= Exercise objective =
From the passage below on Governor Lynch's vetoes, pull out word for word the part that opens with the words containing "The avalanche of" and closes with "in the week.".
** Start Text shown **
Gov. John Lynch is finishing up his fourth and final term in the corner office with a record-setting flurry of vetoes. With a dozen vetoes this week alone, Lynch has passed Craig Benson for the most bills vetoed in a single term and the most vetoes of any governor in at least the last quarter century.
The avalanche of legislation crossing Lynch’s desk has forced a few sloppy mistakes. In his veto message on the Senate version of the School Choice Scholarship Act, Lynch erroneously argued that the bill didn’t means test every scholarship. He corrected his mistake when he vetoed the House version of the bill later in the week.
The General Court’s electronic Bill Status database dates back to 1989, so we can compare veto histories going back to Judd Gregg’s first term. Surprisingly, partisan differences between the governor and Legislature aren’t all that predictive of how many bills were vetoed or overridden.
** End Text shown **
** Start Recorded data **
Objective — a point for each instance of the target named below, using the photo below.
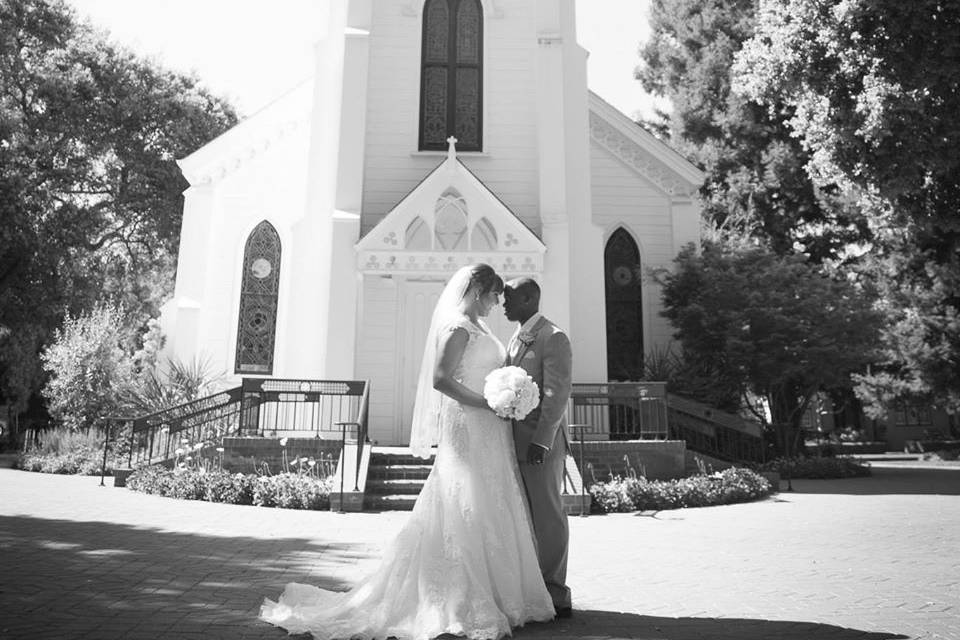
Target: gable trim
** End Recorded data **
= Response =
The avalanche of legislation crossing Lynch’s desk has forced a few sloppy mistakes. In his veto message on the Senate version of the School Choice Scholarship Act, Lynch erroneously argued that the bill didn’t means test every scholarship. He corrected his mistake when he vetoed the House version of the bill later in the week.